Dicopomorpha echmepterygis is the smallest known insect and a species of parasitoid wasp in the family Mymaridae, which exhibits strong sexual dimorphism. The males are blind, apterous, and their body length is only 40% that of females.  With a body length averaging 186 μm (for 8 specimens measured, which ranged from 139 to 240 μm), males of D. echmepterygis have the shortest body length of all known insects (smaller than certain species of Paramecium, amoeba, and shorter than certain bacteria, Thiomargarita magnifica, all of which are single-celled organisms). The measured body length of a female was 550 μm. Dicopomorpha echmepterygis have relatively long legs and are dull grayish brown. They have small heads that lack compound eyes, with unsegmented antennae. Females, on the other hand, have entirely black bodies with dusky brown legs and antennae. The antennae are twice as long as they are wide compared to males. Compared to males, females have slender wings that are slightly narrowed through the middle. The eggs and larvae of this parasitoid are considerably smaller than the adult.

———

• _Work to be completed_
Answer these from the passage on Dicopomorpha echmepterygis:
(a) What is the average body length of the males?
(b) What was the measured body length of a female?
(c) What color are the females' bodies?

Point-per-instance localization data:
———

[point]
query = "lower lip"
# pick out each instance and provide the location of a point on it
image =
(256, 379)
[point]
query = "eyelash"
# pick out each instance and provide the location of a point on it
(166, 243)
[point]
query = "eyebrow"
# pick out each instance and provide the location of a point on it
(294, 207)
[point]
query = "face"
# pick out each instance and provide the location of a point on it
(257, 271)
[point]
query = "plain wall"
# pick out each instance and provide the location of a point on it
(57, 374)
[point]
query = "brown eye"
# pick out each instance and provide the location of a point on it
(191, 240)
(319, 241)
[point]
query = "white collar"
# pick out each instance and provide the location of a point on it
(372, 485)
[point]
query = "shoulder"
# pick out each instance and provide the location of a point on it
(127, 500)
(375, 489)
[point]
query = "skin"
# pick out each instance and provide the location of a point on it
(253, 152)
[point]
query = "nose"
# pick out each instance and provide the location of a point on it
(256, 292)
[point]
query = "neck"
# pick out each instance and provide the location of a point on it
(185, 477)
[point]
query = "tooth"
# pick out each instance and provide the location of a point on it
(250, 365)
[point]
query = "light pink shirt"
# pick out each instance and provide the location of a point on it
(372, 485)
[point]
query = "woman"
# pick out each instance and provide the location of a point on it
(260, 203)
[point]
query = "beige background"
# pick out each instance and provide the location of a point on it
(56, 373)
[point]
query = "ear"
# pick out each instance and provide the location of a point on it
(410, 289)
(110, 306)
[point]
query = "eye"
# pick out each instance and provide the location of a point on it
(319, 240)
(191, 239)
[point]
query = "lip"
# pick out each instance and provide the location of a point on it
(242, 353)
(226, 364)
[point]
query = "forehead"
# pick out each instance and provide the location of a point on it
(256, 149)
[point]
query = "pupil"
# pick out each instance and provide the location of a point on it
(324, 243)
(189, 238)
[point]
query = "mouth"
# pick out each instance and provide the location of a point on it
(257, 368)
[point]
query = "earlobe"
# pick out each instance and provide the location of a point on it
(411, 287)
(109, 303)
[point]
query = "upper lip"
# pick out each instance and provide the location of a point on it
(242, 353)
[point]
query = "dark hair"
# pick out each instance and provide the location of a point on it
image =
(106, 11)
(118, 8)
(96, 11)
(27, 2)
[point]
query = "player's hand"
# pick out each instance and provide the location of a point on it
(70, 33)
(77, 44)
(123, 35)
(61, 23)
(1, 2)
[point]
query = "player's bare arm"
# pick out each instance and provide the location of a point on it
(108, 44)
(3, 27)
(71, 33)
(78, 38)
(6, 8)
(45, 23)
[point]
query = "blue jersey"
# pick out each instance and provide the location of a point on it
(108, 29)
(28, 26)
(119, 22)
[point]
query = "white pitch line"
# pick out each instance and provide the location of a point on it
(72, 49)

———

• _Response area_
(a) 186 μm
(b) 550 μm
(c) Entirely black